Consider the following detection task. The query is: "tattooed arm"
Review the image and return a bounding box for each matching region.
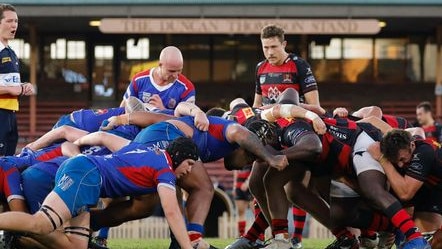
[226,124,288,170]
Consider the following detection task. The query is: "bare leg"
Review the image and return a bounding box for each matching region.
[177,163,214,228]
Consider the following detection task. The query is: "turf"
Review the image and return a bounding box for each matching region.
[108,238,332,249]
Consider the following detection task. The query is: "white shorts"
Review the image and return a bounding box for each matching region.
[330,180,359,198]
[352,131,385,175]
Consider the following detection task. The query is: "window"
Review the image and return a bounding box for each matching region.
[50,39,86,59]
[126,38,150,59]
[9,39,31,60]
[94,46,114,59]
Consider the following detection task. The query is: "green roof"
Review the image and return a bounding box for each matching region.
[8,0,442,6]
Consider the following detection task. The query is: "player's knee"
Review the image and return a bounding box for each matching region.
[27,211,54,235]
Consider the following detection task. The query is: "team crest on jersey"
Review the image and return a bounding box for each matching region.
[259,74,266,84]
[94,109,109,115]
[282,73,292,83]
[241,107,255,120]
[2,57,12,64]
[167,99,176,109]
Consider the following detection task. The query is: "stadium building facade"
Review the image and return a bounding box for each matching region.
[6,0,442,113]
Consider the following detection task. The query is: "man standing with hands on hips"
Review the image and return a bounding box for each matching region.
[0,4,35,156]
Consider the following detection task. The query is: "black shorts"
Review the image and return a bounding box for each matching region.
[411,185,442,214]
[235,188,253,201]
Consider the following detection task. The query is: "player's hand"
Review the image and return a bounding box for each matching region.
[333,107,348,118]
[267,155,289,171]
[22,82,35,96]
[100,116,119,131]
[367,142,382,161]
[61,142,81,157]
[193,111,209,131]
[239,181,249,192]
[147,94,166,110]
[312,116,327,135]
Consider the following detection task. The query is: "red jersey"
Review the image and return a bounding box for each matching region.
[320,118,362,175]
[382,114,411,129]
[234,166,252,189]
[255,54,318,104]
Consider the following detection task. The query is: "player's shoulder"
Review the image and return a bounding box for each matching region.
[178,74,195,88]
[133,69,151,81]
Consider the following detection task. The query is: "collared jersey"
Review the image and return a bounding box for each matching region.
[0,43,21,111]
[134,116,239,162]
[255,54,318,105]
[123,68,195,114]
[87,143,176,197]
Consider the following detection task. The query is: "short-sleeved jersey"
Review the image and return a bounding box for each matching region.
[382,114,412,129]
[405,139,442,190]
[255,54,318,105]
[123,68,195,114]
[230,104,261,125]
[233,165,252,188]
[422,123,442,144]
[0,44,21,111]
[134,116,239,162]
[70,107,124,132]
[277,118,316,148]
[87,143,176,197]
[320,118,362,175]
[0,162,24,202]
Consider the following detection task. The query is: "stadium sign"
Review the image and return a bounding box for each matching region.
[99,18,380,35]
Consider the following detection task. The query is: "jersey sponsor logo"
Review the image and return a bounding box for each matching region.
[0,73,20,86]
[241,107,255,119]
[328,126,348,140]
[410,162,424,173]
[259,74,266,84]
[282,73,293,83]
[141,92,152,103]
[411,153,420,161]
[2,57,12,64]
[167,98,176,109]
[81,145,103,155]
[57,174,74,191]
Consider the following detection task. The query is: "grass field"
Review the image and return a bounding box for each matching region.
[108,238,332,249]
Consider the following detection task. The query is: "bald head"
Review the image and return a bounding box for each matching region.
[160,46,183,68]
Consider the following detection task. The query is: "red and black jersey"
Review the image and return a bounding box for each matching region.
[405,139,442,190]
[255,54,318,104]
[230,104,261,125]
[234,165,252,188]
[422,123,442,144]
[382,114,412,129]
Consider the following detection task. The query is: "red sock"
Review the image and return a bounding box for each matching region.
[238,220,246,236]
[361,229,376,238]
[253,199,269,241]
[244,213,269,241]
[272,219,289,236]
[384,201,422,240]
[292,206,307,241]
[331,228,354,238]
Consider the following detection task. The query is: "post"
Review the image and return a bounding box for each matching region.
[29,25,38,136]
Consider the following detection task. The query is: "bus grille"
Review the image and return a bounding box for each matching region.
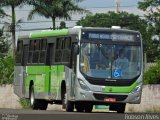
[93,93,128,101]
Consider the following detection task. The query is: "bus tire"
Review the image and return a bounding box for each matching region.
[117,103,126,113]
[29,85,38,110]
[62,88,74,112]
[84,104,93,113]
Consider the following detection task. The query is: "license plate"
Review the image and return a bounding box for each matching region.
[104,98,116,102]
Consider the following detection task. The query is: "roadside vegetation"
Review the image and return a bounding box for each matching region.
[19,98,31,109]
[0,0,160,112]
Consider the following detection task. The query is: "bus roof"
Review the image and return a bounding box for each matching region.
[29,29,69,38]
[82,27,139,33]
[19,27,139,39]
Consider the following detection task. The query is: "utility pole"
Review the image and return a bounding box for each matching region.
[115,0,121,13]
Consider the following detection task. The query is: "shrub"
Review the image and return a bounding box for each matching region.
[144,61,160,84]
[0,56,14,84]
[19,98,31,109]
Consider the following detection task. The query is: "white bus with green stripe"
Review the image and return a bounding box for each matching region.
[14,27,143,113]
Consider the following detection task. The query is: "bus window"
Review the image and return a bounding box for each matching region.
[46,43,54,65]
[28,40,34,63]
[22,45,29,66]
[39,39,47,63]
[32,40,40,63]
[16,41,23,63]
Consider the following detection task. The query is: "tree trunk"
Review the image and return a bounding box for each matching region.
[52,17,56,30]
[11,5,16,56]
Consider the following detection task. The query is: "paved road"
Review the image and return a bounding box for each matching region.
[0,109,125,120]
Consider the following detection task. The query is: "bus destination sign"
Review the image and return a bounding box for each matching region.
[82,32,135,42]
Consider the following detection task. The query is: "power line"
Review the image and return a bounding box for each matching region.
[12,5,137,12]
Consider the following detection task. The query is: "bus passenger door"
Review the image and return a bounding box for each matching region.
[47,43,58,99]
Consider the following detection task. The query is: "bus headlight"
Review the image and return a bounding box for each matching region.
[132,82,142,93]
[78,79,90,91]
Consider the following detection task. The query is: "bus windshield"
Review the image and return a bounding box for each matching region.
=======
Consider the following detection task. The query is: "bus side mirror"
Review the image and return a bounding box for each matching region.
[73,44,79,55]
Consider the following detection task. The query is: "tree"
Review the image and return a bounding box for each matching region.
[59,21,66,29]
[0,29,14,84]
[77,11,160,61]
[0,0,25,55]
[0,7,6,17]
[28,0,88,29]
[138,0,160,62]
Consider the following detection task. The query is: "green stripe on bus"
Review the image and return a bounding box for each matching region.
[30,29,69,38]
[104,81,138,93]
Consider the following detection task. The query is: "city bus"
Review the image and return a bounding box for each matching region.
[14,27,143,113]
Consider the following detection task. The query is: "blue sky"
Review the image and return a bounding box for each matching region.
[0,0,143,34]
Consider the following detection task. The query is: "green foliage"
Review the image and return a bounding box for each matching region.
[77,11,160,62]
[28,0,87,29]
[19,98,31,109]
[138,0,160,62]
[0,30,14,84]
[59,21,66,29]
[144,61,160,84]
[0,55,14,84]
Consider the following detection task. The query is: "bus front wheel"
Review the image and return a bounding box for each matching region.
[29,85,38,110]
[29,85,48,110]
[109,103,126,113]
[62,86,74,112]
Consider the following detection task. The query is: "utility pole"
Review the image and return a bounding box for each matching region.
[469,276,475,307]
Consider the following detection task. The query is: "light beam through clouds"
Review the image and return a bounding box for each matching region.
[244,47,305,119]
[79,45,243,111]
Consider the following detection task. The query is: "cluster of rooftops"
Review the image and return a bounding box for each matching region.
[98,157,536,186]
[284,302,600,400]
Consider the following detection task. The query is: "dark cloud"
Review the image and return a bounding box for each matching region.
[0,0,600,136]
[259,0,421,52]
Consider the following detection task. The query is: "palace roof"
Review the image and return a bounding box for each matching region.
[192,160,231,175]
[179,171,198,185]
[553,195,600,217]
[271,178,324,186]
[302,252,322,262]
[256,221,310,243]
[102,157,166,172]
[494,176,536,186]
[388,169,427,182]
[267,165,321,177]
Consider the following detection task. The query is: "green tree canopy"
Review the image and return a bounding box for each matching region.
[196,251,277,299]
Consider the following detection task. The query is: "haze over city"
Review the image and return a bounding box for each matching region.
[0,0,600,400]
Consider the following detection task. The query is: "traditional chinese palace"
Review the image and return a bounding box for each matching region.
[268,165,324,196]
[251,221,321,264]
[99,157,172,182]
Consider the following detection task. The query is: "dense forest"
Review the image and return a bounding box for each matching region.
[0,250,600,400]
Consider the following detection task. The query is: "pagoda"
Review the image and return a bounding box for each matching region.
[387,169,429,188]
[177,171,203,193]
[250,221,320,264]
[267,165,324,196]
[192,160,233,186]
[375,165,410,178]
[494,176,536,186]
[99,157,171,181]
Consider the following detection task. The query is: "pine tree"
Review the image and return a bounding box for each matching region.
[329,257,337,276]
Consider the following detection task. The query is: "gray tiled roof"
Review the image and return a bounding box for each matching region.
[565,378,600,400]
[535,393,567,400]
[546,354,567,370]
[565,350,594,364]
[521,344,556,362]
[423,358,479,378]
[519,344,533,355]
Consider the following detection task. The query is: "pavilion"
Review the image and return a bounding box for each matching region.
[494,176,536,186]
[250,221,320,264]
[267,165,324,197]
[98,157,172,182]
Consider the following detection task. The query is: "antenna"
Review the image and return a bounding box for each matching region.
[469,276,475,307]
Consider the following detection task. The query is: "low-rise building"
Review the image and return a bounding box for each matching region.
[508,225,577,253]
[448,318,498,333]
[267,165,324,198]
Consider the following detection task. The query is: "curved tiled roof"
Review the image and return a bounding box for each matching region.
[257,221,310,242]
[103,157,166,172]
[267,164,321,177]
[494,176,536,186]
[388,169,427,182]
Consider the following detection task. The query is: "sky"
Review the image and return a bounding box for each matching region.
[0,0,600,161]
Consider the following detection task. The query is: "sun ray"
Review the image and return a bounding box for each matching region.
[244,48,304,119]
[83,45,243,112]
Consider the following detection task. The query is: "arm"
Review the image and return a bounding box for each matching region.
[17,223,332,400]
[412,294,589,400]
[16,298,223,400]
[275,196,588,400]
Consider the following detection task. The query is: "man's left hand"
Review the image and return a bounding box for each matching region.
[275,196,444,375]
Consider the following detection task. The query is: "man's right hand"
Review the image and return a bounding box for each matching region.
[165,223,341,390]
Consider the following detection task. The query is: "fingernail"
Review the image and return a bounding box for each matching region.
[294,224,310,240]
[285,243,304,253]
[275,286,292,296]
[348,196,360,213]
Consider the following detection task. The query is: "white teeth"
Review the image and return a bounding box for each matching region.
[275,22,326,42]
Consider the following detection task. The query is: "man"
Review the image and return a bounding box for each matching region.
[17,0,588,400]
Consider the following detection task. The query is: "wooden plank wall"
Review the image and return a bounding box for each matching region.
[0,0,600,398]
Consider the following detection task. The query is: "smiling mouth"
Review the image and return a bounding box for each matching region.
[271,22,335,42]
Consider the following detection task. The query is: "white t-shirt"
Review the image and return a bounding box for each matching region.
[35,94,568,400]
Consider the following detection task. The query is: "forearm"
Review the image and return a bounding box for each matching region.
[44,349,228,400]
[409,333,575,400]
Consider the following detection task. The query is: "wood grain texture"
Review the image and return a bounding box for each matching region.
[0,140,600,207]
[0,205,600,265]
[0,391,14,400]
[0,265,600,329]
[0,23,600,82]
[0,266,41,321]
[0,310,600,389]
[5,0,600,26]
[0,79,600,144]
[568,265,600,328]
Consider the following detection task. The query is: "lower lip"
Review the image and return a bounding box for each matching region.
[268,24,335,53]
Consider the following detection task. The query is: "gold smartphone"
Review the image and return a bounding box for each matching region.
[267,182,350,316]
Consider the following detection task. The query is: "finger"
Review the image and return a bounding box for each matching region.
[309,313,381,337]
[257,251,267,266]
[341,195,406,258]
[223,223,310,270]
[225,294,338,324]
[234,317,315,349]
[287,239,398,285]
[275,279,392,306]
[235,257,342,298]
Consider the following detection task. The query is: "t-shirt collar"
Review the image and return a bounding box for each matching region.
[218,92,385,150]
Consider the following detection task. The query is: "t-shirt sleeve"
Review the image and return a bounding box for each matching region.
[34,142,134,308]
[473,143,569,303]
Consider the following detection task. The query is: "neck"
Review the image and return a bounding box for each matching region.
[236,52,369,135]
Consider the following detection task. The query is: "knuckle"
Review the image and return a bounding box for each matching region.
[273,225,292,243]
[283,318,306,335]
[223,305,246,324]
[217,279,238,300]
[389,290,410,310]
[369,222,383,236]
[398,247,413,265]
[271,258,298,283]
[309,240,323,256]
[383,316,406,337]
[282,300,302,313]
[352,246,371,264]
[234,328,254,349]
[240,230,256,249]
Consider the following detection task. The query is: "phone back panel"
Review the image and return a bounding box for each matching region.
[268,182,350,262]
=======
AIM:
Turn everything in the material above from the line containing "bus with green" down to the line containing "[16,41,23,63]", both included, into a numbered list, leaving out blank lines and any line outside that span.

COMPLETED TASK:
1. Consider the following detection task. The query is: "white bus with green stripe"
2. Review the image and return a bounding box for each matching region.
3. [14,27,143,113]
4. Consider the following detection task. The query is: "bus window"
5. Review the image and return a bounding box for each matching region.
6. [46,43,54,65]
7. [28,40,34,63]
8. [22,45,29,66]
9. [39,39,47,63]
10. [32,40,40,63]
11. [16,41,23,63]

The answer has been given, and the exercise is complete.